#### Exercise directions:
Repeat the entries that follow verbatim, without any of their pictures.

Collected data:
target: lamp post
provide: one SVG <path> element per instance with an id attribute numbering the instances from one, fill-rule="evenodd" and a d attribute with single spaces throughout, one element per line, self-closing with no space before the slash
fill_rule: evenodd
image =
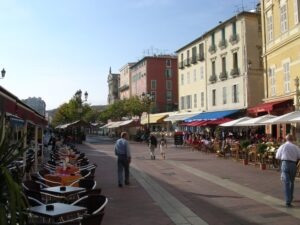
<path id="1" fill-rule="evenodd" d="M 151 94 L 149 93 L 144 93 L 142 94 L 143 99 L 145 101 L 145 103 L 147 104 L 147 114 L 148 114 L 148 123 L 147 123 L 147 130 L 148 130 L 148 134 L 150 134 L 150 111 L 151 111 L 151 103 L 153 100 L 153 97 Z"/>
<path id="2" fill-rule="evenodd" d="M 82 91 L 79 89 L 78 91 L 76 91 L 75 93 L 75 97 L 76 97 L 76 101 L 78 103 L 78 113 L 79 113 L 79 119 L 81 120 L 81 116 L 82 116 L 82 104 L 83 102 L 86 102 L 87 101 L 87 98 L 88 98 L 88 93 L 87 91 L 84 92 L 84 99 L 82 99 Z"/>
<path id="3" fill-rule="evenodd" d="M 5 74 L 6 74 L 6 71 L 5 71 L 5 69 L 3 68 L 3 69 L 1 70 L 1 78 L 0 78 L 0 79 L 3 79 L 3 78 L 5 77 Z"/>
<path id="4" fill-rule="evenodd" d="M 300 110 L 300 90 L 299 90 L 299 77 L 297 76 L 295 78 L 295 86 L 296 86 L 296 91 L 295 91 L 295 111 Z"/>

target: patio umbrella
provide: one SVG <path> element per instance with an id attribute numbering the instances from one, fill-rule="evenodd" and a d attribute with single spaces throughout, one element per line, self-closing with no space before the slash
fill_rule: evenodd
<path id="1" fill-rule="evenodd" d="M 232 121 L 229 121 L 229 122 L 226 122 L 226 123 L 222 123 L 222 124 L 220 124 L 220 126 L 221 127 L 234 127 L 239 122 L 247 121 L 247 120 L 250 120 L 250 119 L 252 119 L 252 118 L 248 117 L 248 116 L 245 116 L 245 117 L 242 117 L 242 118 L 239 118 L 239 119 L 236 119 L 236 120 L 232 120 Z"/>
<path id="2" fill-rule="evenodd" d="M 292 119 L 296 119 L 300 117 L 300 111 L 294 111 L 282 116 L 278 116 L 276 118 L 272 118 L 264 121 L 262 124 L 279 124 L 279 123 L 292 123 L 296 121 L 291 121 Z"/>
<path id="3" fill-rule="evenodd" d="M 263 115 L 263 116 L 260 116 L 260 117 L 256 117 L 256 118 L 252 118 L 250 120 L 246 120 L 246 121 L 242 121 L 240 123 L 238 123 L 237 125 L 238 126 L 261 126 L 263 125 L 263 122 L 267 121 L 267 120 L 270 120 L 270 119 L 273 119 L 273 118 L 277 118 L 277 116 L 273 116 L 273 115 L 270 115 L 270 114 L 267 114 L 267 115 Z"/>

#### Solved problem:
target: lamp post
provide: one SVG <path> element per instance with an id attribute numbering the instances from one, fill-rule="evenodd" and a d attribute with single spaces throughout, one element per line, self-closing with no space before the slash
fill_rule: evenodd
image =
<path id="1" fill-rule="evenodd" d="M 151 94 L 149 93 L 144 93 L 142 94 L 143 99 L 145 101 L 145 103 L 147 104 L 147 114 L 148 114 L 148 123 L 147 123 L 147 130 L 148 130 L 148 134 L 150 134 L 150 111 L 151 111 L 151 103 L 153 100 L 153 97 Z"/>
<path id="2" fill-rule="evenodd" d="M 82 91 L 79 89 L 78 91 L 76 91 L 75 93 L 75 97 L 76 97 L 76 101 L 78 103 L 78 113 L 79 113 L 79 119 L 81 120 L 81 116 L 82 116 L 82 104 L 83 102 L 86 102 L 87 101 L 87 98 L 88 98 L 88 93 L 87 91 L 84 92 L 84 99 L 82 99 Z"/>
<path id="3" fill-rule="evenodd" d="M 5 74 L 6 74 L 6 71 L 5 71 L 5 69 L 3 68 L 3 69 L 1 70 L 1 78 L 0 78 L 0 79 L 3 79 L 3 78 L 5 77 Z"/>
<path id="4" fill-rule="evenodd" d="M 300 110 L 300 90 L 299 90 L 299 77 L 297 76 L 295 78 L 295 86 L 296 86 L 296 91 L 295 91 L 295 111 Z"/>

target: patio umbrella
provide: one SVG <path> element per instance with an id attribute numbering the instances from one, fill-rule="evenodd" and a d attribute with single spaces throughout, one element per line, self-closing with no space before the slash
fill_rule: evenodd
<path id="1" fill-rule="evenodd" d="M 232 121 L 229 121 L 229 122 L 226 122 L 226 123 L 222 123 L 222 124 L 220 124 L 220 126 L 221 127 L 234 127 L 239 122 L 247 121 L 247 120 L 250 120 L 250 119 L 252 119 L 252 118 L 248 117 L 248 116 L 245 116 L 245 117 L 242 117 L 242 118 L 239 118 L 239 119 L 236 119 L 236 120 L 232 120 Z"/>
<path id="2" fill-rule="evenodd" d="M 292 119 L 296 119 L 300 117 L 300 111 L 294 111 L 282 116 L 278 116 L 276 118 L 272 118 L 264 121 L 262 124 L 279 124 L 279 123 L 292 123 L 296 121 L 291 121 Z"/>
<path id="3" fill-rule="evenodd" d="M 263 115 L 263 116 L 260 116 L 260 117 L 256 117 L 256 118 L 252 118 L 250 120 L 246 120 L 246 121 L 242 121 L 240 123 L 238 123 L 237 125 L 238 126 L 261 126 L 263 125 L 263 122 L 267 121 L 267 120 L 270 120 L 270 119 L 273 119 L 273 118 L 277 118 L 277 116 L 273 116 L 273 115 L 270 115 L 270 114 L 267 114 L 267 115 Z"/>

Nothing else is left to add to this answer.